## Zu erledigende Aufgaben
[A] Schreiben Sie aus dem Textauszug über CRM-Anbieter die Stelle ab, die mit „Anbieter schwer zu“ beginnt und mit „und Unicare (Banken).“ endet.
[B] Nennen Sie alle Unternehmen, die der Textauszug über CRM-Anbieter den globalen High-End-Anbietern zuordnet.

## Textauszug

━━━━

Anbieter schwer zu klassifizieren

Die in der Schwetz-Studie "Top 15 CRM-Anbieter Deutschland 2003" bewerteten Marktführer für den gehobenen Mittelstand und Konzerne entstammen ausschließlich den beiden Kategorien der globalen High-End-Anbieter und der branchenorientierten Nischenanbieter. In die Erstere fallen die Unternehmen SAP, Siebel, Oracle, Peoplesoft, Pivotal, Saratoga, iET-Solutions und update-Software; zu den Branchenspezialisten zählen CAS (Konsumgüter), Cegedim (Pharmaindustrie), Cursor-Software (Energieversorgung), FJH (Versicherung / Finanzdienstleistung), Regware (Pharmaindustrie), S1 (Banken/Finanzdienstleistungen) und Unicare (Banken).

Dabei ist es nicht immer leicht, sich für einen Generalisten oder für einen Branchenexperten zu entscheiden. "Es gibt nicht das beste CRM-System am Markt, sondern nur das, das am besten auf die speziellen Anforderungen eines Unternehmens passt", sagt Kundenmanagement-Spezialist Schwetz. Nach einer Befragung der Meta Group unter CRM-Anwendern nach Tipps für CRM-Anfänger (siehe Tabelle) lauteten die wichtigsten Empfehlungen, eine genaue Strategie- und Zieldefinition im Vorfeld festzulegen und die Geschäftsprozesse anzupassen.

Nach Einschätzung der Meta Group erfüllen keineswegs alle installierten CRM-Systeme die Erwartungen, mit denen die Anwender ins Projekt gestartet waren: Viele haben ihr Potenzial nicht ausgeschöpft. Die schlechte Einführung der Nutzer, mangelnder vorweisbarer RoI sowie rapide ansteigende Wartungs- und Support-Kosten stellten vor allem jene Unternehmen vor erhebliche Herausforderungen, die auf Kosten solider CRM-Geschäftsstrategien in die Technologie "überinvestiert" hätten.

━━━━

## Extrahierte Datensätze
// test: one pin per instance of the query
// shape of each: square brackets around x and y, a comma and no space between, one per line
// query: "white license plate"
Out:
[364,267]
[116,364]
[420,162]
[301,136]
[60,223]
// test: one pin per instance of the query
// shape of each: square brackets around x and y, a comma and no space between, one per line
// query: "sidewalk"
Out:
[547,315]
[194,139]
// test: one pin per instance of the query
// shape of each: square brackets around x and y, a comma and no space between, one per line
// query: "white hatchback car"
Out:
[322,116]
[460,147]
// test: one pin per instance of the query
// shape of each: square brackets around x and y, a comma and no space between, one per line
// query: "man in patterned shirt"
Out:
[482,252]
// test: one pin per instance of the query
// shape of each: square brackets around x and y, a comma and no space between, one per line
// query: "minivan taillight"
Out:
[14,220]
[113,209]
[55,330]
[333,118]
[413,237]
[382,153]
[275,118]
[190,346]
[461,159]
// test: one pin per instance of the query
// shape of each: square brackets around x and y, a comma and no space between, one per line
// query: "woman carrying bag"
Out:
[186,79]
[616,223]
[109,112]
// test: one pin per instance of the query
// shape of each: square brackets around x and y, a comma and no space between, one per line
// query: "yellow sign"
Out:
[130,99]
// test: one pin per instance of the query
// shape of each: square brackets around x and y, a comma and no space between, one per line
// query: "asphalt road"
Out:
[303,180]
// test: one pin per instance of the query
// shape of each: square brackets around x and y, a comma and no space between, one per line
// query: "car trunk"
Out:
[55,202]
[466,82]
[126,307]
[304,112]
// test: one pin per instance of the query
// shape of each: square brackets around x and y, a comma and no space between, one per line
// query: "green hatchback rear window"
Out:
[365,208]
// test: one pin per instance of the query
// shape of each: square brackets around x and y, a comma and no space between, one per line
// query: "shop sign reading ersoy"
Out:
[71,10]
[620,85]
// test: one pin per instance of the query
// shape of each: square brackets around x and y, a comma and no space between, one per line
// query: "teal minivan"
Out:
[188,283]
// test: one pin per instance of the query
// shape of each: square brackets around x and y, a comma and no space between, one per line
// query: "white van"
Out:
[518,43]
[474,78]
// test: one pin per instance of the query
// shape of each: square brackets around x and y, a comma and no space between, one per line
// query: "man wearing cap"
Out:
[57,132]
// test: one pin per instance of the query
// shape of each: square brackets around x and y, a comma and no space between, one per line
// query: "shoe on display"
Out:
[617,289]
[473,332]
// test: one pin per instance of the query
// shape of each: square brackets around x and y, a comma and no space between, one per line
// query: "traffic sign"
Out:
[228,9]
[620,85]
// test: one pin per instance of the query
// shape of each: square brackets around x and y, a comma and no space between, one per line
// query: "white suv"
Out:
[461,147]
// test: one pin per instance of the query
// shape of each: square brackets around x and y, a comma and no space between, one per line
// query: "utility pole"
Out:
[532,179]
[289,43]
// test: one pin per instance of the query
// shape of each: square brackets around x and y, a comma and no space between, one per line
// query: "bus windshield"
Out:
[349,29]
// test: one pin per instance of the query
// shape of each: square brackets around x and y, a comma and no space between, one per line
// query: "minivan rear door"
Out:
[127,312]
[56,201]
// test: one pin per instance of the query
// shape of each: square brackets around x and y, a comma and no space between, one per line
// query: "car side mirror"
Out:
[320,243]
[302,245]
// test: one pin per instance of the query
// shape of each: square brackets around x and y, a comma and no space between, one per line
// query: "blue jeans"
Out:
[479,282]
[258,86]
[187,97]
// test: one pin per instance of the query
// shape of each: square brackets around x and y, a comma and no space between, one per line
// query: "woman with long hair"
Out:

━━━━

## Lösungen der Aufgaben
[A]
Anbieter schwer zu klassifizieren

Die in der Schwetz-Studie "Top 15 CRM-Anbieter Deutschland 2003" bewerteten Marktführer für den gehobenen Mittelstand und Konzerne entstammen ausschließlich den beiden Kategorien der globalen High-End-Anbieter und der branchenorientierten Nischenanbieter. In die Erstere fallen die Unternehmen SAP, Siebel, Oracle, Peoplesoft, Pivotal, Saratoga, iET-Solutions und update-Software; zu den Branchenspezialisten zählen CAS (Konsumgüter), Cegedim (Pharmaindustrie), Cursor-Software (Energieversorgung), FJH (Versicherung / Finanzdienstleistung), Regware (Pharmaindustrie), S1 (Banken/Finanzdienstleistungen) und Unicare (Banken).

[B] SAP, Siebel, Oracle, Peoplesoft, Pivotal, Saratoga, iET-Solutions und update-Software